**Task requirements**: Reproduce each of the following items verbatim, omitting the pictures from your response.

(Pointing records)
*****
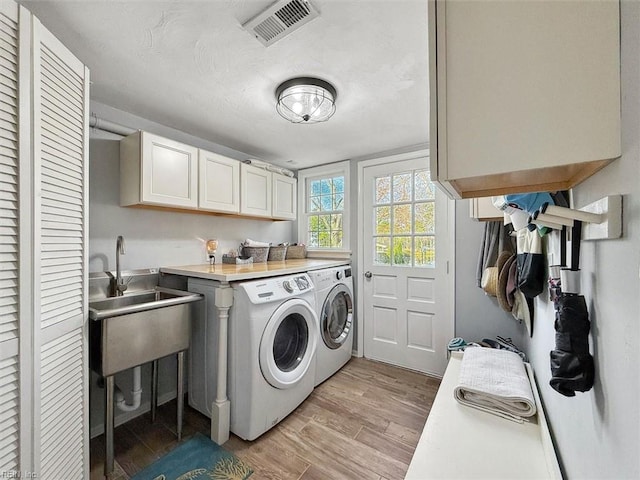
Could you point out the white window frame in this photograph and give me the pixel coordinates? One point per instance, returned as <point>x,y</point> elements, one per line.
<point>304,178</point>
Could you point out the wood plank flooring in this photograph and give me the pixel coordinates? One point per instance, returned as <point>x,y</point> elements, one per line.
<point>362,423</point>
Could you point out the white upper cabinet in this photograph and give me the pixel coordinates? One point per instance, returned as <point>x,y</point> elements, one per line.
<point>284,197</point>
<point>525,95</point>
<point>255,191</point>
<point>158,171</point>
<point>219,183</point>
<point>482,209</point>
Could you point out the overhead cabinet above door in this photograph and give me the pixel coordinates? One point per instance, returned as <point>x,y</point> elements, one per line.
<point>219,179</point>
<point>525,95</point>
<point>158,171</point>
<point>255,191</point>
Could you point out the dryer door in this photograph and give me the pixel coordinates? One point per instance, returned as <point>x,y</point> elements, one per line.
<point>289,343</point>
<point>337,317</point>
*****
**Output below**:
Could you point out the white window frame in this photograph and give me the pixel coordinates? One point per instance, returned as <point>x,y</point> elements, one per line.
<point>304,178</point>
Could you point out the wood plank flooring in this photograph and give me the pixel coordinates? One point per instance, returned as <point>x,y</point> elements, one per line.
<point>362,423</point>
Could you point out the white upper cabinet in this photograph and give me the pixel coordinates? One point per instance, returned as <point>x,y</point> elements, one per line.
<point>284,197</point>
<point>525,95</point>
<point>255,191</point>
<point>158,171</point>
<point>219,183</point>
<point>482,209</point>
Could you point out the overhead cabinet above door in this photograph and give me the pixel coordinates? One point per instance, returned as <point>x,y</point> elements, one per line.
<point>219,179</point>
<point>525,95</point>
<point>158,171</point>
<point>255,191</point>
Could you point out the dryer door in this photograph and give me the pixel coordinates? One point per instance, returned as <point>x,y</point> elements, one per line.
<point>289,343</point>
<point>337,317</point>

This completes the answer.